Given request. Copy every item below, substituting "mark" for each occurrence of "pin". Leave everything else unchanged.

Dataset rows.
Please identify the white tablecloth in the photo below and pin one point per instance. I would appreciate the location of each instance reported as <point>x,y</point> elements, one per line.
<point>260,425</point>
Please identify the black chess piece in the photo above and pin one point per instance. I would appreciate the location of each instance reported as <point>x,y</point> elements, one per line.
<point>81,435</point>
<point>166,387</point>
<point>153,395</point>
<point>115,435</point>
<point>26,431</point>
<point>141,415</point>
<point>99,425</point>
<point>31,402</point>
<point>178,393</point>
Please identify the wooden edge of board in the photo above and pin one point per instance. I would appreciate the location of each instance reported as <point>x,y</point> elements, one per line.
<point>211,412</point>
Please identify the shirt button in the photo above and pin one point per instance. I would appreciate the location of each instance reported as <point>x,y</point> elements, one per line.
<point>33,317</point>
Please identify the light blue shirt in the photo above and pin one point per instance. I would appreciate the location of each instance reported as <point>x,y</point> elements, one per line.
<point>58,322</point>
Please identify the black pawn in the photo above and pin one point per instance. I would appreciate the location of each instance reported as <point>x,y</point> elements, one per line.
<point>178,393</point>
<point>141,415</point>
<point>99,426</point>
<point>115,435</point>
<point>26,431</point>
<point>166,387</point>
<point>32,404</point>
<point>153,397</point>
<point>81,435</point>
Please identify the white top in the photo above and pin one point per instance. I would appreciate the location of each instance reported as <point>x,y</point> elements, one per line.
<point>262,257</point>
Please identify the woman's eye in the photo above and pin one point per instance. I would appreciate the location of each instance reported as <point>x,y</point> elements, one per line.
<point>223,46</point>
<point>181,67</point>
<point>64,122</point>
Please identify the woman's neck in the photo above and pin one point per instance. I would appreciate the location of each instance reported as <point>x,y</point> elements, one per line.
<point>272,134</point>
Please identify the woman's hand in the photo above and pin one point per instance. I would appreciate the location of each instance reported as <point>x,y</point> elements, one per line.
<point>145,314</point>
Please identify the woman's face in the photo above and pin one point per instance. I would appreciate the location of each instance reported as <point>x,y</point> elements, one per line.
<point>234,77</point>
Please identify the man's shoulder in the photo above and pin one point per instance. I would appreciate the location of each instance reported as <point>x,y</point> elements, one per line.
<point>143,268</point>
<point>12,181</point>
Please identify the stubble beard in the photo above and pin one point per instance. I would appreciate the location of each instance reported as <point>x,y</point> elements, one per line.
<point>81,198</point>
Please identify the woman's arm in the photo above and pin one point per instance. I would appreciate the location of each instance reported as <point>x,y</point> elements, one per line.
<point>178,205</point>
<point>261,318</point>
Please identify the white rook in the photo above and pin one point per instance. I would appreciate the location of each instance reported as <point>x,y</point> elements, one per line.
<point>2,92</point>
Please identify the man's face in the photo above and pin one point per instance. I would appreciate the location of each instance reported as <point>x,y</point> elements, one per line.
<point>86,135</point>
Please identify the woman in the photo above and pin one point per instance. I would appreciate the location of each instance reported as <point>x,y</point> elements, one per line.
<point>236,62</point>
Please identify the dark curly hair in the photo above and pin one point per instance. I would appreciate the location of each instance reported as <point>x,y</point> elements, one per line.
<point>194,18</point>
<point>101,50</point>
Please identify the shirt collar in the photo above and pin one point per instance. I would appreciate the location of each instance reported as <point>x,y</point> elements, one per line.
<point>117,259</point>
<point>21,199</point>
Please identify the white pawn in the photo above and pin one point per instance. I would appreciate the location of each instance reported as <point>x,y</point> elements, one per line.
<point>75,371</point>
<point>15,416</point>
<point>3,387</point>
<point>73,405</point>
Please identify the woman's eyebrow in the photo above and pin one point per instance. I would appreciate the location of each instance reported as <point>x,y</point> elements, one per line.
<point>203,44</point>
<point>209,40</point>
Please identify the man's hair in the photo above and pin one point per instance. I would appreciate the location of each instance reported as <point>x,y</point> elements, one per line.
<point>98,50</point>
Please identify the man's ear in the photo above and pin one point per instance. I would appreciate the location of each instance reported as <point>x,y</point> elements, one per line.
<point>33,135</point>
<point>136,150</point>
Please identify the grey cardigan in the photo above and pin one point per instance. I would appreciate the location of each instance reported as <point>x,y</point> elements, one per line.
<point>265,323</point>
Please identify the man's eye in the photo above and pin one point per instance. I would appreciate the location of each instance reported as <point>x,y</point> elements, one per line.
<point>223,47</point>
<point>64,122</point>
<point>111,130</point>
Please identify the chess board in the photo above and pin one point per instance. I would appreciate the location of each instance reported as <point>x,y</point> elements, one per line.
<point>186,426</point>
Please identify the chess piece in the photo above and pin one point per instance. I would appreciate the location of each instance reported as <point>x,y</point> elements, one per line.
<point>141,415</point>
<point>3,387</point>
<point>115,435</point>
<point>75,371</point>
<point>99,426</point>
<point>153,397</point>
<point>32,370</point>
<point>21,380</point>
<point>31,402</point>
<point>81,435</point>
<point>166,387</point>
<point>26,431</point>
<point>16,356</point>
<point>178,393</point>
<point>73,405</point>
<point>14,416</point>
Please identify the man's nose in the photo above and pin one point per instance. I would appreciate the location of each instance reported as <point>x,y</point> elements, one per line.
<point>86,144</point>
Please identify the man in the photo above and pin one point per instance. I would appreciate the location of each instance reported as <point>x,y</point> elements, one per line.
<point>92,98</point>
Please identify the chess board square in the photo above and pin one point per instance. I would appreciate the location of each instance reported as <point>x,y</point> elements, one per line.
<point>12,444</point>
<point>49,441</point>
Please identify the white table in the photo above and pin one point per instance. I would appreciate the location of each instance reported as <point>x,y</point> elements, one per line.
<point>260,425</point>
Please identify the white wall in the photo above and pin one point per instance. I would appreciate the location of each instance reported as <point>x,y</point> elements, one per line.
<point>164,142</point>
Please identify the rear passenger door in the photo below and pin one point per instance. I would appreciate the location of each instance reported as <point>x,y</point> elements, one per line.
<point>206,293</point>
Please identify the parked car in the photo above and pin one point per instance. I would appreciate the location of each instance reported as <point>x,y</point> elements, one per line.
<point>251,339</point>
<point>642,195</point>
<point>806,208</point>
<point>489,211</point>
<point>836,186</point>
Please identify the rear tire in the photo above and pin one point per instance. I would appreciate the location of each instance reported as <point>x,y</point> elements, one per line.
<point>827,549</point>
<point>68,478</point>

Written response.
Please identify the white tablecloth in the photo below and mark one point per instance. I would appreciate the location of each instance reported as <point>x,y</point> elements, one per line.
<point>260,425</point>
Please identify the black chess piece in the photo above and mark one point per instance. I would appreciate the location of each instance reported as <point>x,y</point> elements, one per line.
<point>81,435</point>
<point>166,387</point>
<point>153,395</point>
<point>115,435</point>
<point>26,431</point>
<point>141,415</point>
<point>99,425</point>
<point>31,402</point>
<point>178,393</point>
Please identify the wooden edge of board in the photo above and mark one point per instance. I would appreciate the location of each instance reported as <point>x,y</point> elements, one per line.
<point>211,412</point>
Please identify the shirt button in the photo above and mark one point per instance. I would appreciate the location of each instance reported as <point>x,y</point> elements, one per line.
<point>33,317</point>
Please identify the light blue shirt in the photo above and mark one point per instance. I would appreciate the location of each instance reported as <point>x,y</point> elements, one per line.
<point>58,322</point>
Please identify the black pawn in the photo above and mark one point per instance. I would appreciate the location of each instance reported as <point>x,y</point> elements, one per line.
<point>178,393</point>
<point>141,415</point>
<point>99,426</point>
<point>115,435</point>
<point>26,431</point>
<point>166,387</point>
<point>32,404</point>
<point>153,397</point>
<point>81,435</point>
Please identify the white top in the photo above and mark one point per instance. I would appreciate the location of each instance reported as <point>x,y</point> elements, one per line.
<point>262,257</point>
Please identify the woman's eye in the photo above and mark one point per instance. I would appreciate the location of each instance reported as <point>x,y</point> elements, one per line.
<point>223,46</point>
<point>181,67</point>
<point>64,122</point>
Please identify the woman's neck in the photo above and mark one point per instance. I would appreciate the location of each instance reported as <point>x,y</point> elements, one per line.
<point>272,134</point>
Please identify the woman's hand in the photo above and mark one point per instance. I would appreciate the location of each instance reported as <point>x,y</point> elements, one per line.
<point>145,314</point>
Please identify the woman's face in the photo above and mark one point per instance. I would appreciate the location of each instance reported as <point>x,y</point> elements, one per line.
<point>234,77</point>
Please identify the man's shoulder in the photo above and mark one point per instance. I would appreciate the location of each instance reported as <point>x,y</point> elements, one per line.
<point>143,268</point>
<point>12,181</point>
Please identify the stubble beard in the photo above and mark one point per instance. I would appreciate the location of each instance reported as <point>x,y</point> elements, one per line.
<point>81,198</point>
Please identify the woman's arm in the photo above and mark one point per instance. I would appreciate the location of each instance reported as <point>x,y</point> elements, one per line.
<point>178,205</point>
<point>261,318</point>
Please identify the white rook in the photo above and mark one point per instance. I would appreciate the location of each instance reported as <point>x,y</point> elements, one per line.
<point>2,92</point>
Please identify the man's face in the photo above and mark one point per instance. I would appreciate the location of each instance reported as <point>x,y</point> elements, one per line.
<point>86,135</point>
Please identify the woman in the photo above and mark one point per instance. I would appreciate the location of each instance reported as <point>x,y</point> elements, one per line.
<point>236,62</point>
Please identify the dark curly hair in the photo above and mark one point per instance. I would appreciate the location of each instance reported as <point>x,y</point> elements, one per line.
<point>194,18</point>
<point>101,50</point>
Please identify the shirt collar in the photo above and mark one point per instance. I would appreciate the location of each instance reported as <point>x,y</point> elements, one per line.
<point>117,259</point>
<point>21,199</point>
Please identify the white pawn in the photo above and mark one point per instance. I would appreciate the location of each instance reported as <point>x,y</point> elements, one per line.
<point>75,371</point>
<point>15,416</point>
<point>3,387</point>
<point>73,405</point>
Please identify the woman's eyebrow in the photo above and mark one point per instance. I would appreciate the location of each instance reported as <point>x,y</point> elements, one per line.
<point>203,44</point>
<point>209,40</point>
Please identify the man's hair in the photo above and mark one point per instance. I would appreciate the location of each instance reported as <point>x,y</point> elements, one per line.
<point>98,50</point>
Please identify the man's ear in the photo above and mark one point per instance. I would appreciate the location of each instance reported as <point>x,y</point> elements, one per line.
<point>33,135</point>
<point>136,150</point>
Please identify the grey cardigan in the photo above and mark one point per instance. I would appreciate the location of each instance reported as <point>x,y</point> elements, one per line.
<point>265,323</point>
Please identify the man's eye in the photo above and mark one point per instance. I would appreciate the location of each instance reported as <point>x,y</point> elements, one per line.
<point>223,47</point>
<point>64,122</point>
<point>111,130</point>
Please identify the chess board in the photo above and mark one point per instance. I would appreciate the location of each instance reported as <point>x,y</point> elements, one per line.
<point>186,426</point>
Please identify the chess piece in the photo above and mark one point per instance. I would appreciate the location of each instance reported as <point>x,y</point> elements, one per line.
<point>141,415</point>
<point>3,387</point>
<point>115,435</point>
<point>75,371</point>
<point>99,426</point>
<point>153,397</point>
<point>32,370</point>
<point>21,380</point>
<point>31,402</point>
<point>81,435</point>
<point>166,387</point>
<point>26,431</point>
<point>16,356</point>
<point>178,393</point>
<point>73,405</point>
<point>14,416</point>
Please identify the man's nose in the photo above and mark one point per instance. I would appreciate the location of each instance reported as <point>x,y</point> elements, one per line.
<point>86,144</point>
Please identify the man in the photo above and mark one point per instance. I would appreciate the location of each instance reported as <point>x,y</point> elements, one per line.
<point>92,98</point>
Please identify the chess board square in the photo above and mark one point per instance. I would appreciate the location of each instance reported as <point>x,y</point> elements, one per line.
<point>12,444</point>
<point>49,441</point>
Please identify the white table in the photo above and mark one point per instance. I would appreciate the location of each instance reported as <point>x,y</point> elements, one per line.
<point>260,425</point>
Please identify the white wall in the photo above and mark one point per instance. I would appreciate the location of each instance reported as <point>x,y</point> elements, one per line.
<point>164,142</point>
Please identify the rear passenger door in the photo below and mark one point per instance. I would appreciate the location of each instance reported as <point>x,y</point> elements, one per line.
<point>206,293</point>
Please identify the parked car in the photo above and mark one point per instance. I would appreciate the location of each instance reported as <point>x,y</point> elements, one per line.
<point>251,339</point>
<point>642,195</point>
<point>806,208</point>
<point>489,211</point>
<point>836,186</point>
Please identify the rear tire in the photo above and mark one point per instance. I would appreciate the location of each instance reported as <point>x,y</point> elements, one per line.
<point>827,549</point>
<point>68,478</point>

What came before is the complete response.